• WHAT THE TASK ASKS: Nothing but the lines holding the string "chair" should appear in the answer. Copy them from the entries.

■ ■ ■ ■ ■ ■ ■

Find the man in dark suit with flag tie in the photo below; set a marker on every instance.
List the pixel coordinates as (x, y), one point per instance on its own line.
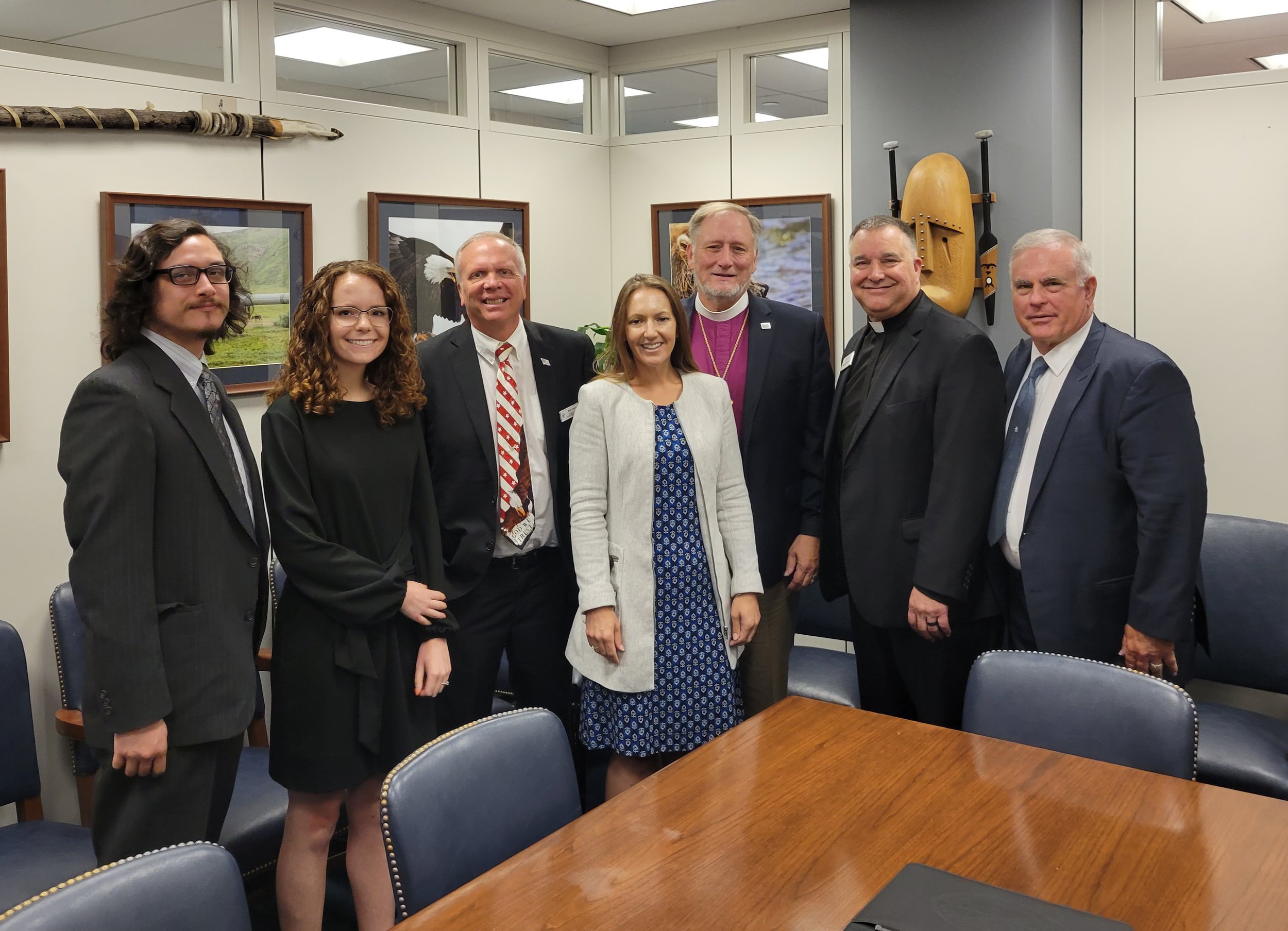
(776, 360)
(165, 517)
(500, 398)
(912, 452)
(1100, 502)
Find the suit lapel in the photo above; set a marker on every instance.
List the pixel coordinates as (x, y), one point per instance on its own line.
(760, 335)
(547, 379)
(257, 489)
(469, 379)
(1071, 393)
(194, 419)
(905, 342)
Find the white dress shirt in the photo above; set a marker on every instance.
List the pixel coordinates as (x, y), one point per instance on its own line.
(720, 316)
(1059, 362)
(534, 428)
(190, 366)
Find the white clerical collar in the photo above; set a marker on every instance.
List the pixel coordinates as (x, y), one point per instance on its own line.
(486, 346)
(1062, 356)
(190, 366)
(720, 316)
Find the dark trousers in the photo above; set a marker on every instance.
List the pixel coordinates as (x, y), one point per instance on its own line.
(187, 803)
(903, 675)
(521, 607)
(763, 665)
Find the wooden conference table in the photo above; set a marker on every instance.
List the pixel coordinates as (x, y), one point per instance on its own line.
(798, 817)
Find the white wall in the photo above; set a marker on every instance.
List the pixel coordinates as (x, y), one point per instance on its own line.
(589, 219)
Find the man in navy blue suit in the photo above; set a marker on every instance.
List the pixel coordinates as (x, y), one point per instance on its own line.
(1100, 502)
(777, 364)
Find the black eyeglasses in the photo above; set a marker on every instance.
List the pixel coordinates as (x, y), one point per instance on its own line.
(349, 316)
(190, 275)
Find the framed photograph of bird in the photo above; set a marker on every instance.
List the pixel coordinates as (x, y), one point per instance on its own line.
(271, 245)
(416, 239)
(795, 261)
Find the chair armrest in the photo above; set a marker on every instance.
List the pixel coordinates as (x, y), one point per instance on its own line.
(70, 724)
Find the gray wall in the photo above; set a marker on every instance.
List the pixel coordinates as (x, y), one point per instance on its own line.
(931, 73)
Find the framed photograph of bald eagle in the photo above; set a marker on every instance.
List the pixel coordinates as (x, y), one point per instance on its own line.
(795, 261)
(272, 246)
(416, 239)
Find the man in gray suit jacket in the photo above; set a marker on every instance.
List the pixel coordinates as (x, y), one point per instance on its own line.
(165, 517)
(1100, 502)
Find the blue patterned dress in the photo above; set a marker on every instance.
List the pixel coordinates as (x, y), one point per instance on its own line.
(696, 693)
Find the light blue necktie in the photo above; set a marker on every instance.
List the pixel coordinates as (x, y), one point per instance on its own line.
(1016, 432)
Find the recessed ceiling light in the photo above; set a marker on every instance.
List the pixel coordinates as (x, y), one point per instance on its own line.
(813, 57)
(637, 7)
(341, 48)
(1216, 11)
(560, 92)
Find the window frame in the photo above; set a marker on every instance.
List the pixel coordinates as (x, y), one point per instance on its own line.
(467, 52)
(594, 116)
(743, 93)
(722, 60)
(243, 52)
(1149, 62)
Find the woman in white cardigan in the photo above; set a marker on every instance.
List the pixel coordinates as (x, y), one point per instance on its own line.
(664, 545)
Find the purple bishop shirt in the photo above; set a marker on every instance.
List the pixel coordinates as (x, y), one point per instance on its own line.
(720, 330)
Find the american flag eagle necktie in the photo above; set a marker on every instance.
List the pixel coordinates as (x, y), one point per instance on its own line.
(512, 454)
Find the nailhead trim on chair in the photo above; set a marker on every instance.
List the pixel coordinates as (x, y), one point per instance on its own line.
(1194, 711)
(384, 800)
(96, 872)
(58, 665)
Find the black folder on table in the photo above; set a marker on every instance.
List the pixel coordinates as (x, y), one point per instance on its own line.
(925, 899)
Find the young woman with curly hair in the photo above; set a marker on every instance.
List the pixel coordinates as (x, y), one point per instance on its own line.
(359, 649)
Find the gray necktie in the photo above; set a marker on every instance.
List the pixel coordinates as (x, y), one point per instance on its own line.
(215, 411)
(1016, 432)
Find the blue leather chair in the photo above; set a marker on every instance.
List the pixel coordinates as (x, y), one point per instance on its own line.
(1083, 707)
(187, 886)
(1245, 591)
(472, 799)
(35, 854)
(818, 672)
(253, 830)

■ ■ ■ ■ ■ ■ ■

• ANSWER TO THIS PROBLEM:
Find the chair armrest in the photo above; set a marker on every instance.
Find the nailhead trim on chair in the photo above; set a marker on every instance.
Find the blue leather chair in the photo above; set a marker on every instance.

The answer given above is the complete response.